_What to do_
A – In the social networking post, how does the writer say social media helped last year's Arab Spring, Wikileaks and Occupy Movement come to fruition? Answer in one to three sentences.
B – Put the labeling listing that follows the social networking post into a two-column CSV with the header row request,points. Give one row per request, with its text and its answer each in a single quoted field and any line breaks turned into spaces.

_Source text_
┄┄┄┄┄┄┄┄┄┄

First there was social networking … now what?

via Motherboard

Last year, the Arab Spring, Wikileaks, and the Occupy Movement came to fruition thanks in part to the widespread availability of social media. Status updates allowed people to organize flash mobs and protests while Twitter and Ustream allowed people to watch and comment on the action from anywhere around the world. The survival and success of many large scale initiatives, political or commercial, now hinges in part on how they exploit web-based technology and reign in user-interaction.

All sorts of real-time collaboration tools have been steadily rising in popularity. My Dropbox account has been near it’s limit for months and Google Docs continues to obnoxiously insert itself in between me and the documents I so desire. Collabedit, a tool for working on bits of code together and evaluating programmers, has definitely found it’s niche.  Etherpad and Pastebin have allowed groups like Anonymous to share all sorts of critical (and controversial) time-sensitive data. And the ever-so anxious publishing industry probably has something to gain (or fear) from services like Storify and Submittable (though only the former fulfills any sort ‘real-time’ criteria).

┄┄┄┄┄┄┄┄┄┄

_Stored rows_
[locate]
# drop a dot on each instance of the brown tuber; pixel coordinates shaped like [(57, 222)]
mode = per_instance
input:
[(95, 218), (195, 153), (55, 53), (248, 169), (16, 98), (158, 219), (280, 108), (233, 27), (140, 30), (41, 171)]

┄┄┄┄┄┄┄┄┄┄

_Responses in order_
A – Status updates let people organize flash mobs and protests. Twitter and Ustream let people anywhere in the world watch the action and comment on it.

B –
request,points
"[locate] # drop a dot on each instance of the brown tuber; pixel coordinates shaped like [(57, 222)] mode = per_instance input:","[(95, 218), (195, 153), (55, 53), (248, 169), (16, 98), (158, 219), (280, 108), (233, 27), (140, 30), (41, 171)]"